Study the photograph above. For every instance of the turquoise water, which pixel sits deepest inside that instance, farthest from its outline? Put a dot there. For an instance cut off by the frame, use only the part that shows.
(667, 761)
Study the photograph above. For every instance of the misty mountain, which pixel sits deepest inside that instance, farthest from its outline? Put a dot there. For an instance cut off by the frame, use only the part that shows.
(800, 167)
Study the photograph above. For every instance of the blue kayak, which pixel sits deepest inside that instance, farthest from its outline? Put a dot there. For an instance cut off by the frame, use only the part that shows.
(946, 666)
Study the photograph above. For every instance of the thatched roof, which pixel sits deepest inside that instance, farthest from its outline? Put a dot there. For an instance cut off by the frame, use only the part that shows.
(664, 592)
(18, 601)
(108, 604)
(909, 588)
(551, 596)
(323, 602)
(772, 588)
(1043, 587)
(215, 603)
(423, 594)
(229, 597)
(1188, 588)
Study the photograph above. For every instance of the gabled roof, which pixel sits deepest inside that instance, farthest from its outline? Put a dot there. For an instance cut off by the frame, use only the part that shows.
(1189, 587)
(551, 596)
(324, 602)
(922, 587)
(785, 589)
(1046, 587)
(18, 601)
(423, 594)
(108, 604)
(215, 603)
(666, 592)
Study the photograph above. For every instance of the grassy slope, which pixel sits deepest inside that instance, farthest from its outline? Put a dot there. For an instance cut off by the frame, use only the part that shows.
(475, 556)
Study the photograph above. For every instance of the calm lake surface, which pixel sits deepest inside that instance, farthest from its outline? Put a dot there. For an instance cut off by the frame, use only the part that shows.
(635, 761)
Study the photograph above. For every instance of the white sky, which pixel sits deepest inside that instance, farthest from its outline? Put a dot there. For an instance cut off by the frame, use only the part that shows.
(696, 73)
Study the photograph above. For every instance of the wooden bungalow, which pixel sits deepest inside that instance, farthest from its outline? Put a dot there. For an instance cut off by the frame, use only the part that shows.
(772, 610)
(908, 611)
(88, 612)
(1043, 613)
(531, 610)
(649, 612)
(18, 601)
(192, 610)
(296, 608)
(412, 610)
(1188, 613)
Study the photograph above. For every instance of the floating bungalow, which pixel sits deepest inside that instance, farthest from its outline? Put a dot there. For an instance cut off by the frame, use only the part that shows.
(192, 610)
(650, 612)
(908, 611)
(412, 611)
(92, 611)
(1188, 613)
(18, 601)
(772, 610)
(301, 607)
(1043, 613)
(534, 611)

-*-*-

Work order: Each entry needs to be copied out exactly as written.

Your solution:
Study the photograph above. For every instance of the turquoise water, which pixel sits deepest inside that instance, farthest from its outline? Put a dot there. For an instance cut off by the frame, use only the part that shows.
(667, 761)
Study the photograph above. For every instance of the misty mountain, which pixel sits deepest inside that instance, farthest from its outline? Put a dot there. For an instance cut off by the frame, use only the part that shows.
(800, 167)
Study the photograph above. For every instance of the blue kayak, which pixel sits deepest inside that instance, farthest from its outline? Put a dot there. For an instance cut off by the frame, use only the part that shows.
(946, 666)
Study the photograph above. For every instance of the thatched roof, which pixel sits deepest inside that instance, farthest from its outline? Put a dot there. For an instance cut off by the frame, use only the part that shows.
(664, 592)
(18, 601)
(108, 604)
(909, 588)
(551, 596)
(323, 602)
(772, 588)
(1043, 587)
(215, 603)
(423, 594)
(229, 597)
(1188, 588)
Study the photograph above. For every instance of the gabled roof, which pixel sits deepest inside that instance, farthest from its outline? Put a dot there. For an instance cut off by the frame, use only the part that shows.
(1189, 587)
(551, 596)
(324, 602)
(922, 587)
(785, 589)
(1046, 587)
(18, 601)
(423, 594)
(108, 604)
(215, 603)
(666, 592)
Study the photograph above. For every instance of the grassy slope, which pixel sits deepest inside that instance, farthest from its outline? Put a dot there. For an instance cut off by the frame, use only the part that shows.
(475, 556)
Study the photograph above. For every instance of the calm lake surface, which pixel sits deepest inside that instance, farthest from its outline? Put a dot there. For an instance cut off by the frame, use only the part that shows.
(635, 761)
Study the photograph above. For every instance of the white sky, which pixel sits deepest inside that instance, farthest from its outline? Put a dot there. For an instance cut off by the frame, use only the part that shows.
(696, 73)
Study the photograph above. For every instance of the wooden bungalow, which pixel sits deepest inside that instance, farthest from its outline? Put a dot there. For an instance cut off by the frame, use only the part that shows.
(772, 610)
(908, 611)
(88, 612)
(1043, 613)
(531, 610)
(649, 612)
(18, 601)
(192, 610)
(296, 608)
(412, 610)
(1188, 613)
Study the photograph above. For every instance of the floating bungalow, which pixel sits deepest inside that instance, farthest from its outline? Put a dot there. For an instance cut off by the frame, use only the part that shows.
(192, 610)
(650, 612)
(908, 611)
(412, 611)
(92, 611)
(1188, 613)
(18, 601)
(772, 610)
(301, 607)
(1043, 613)
(534, 611)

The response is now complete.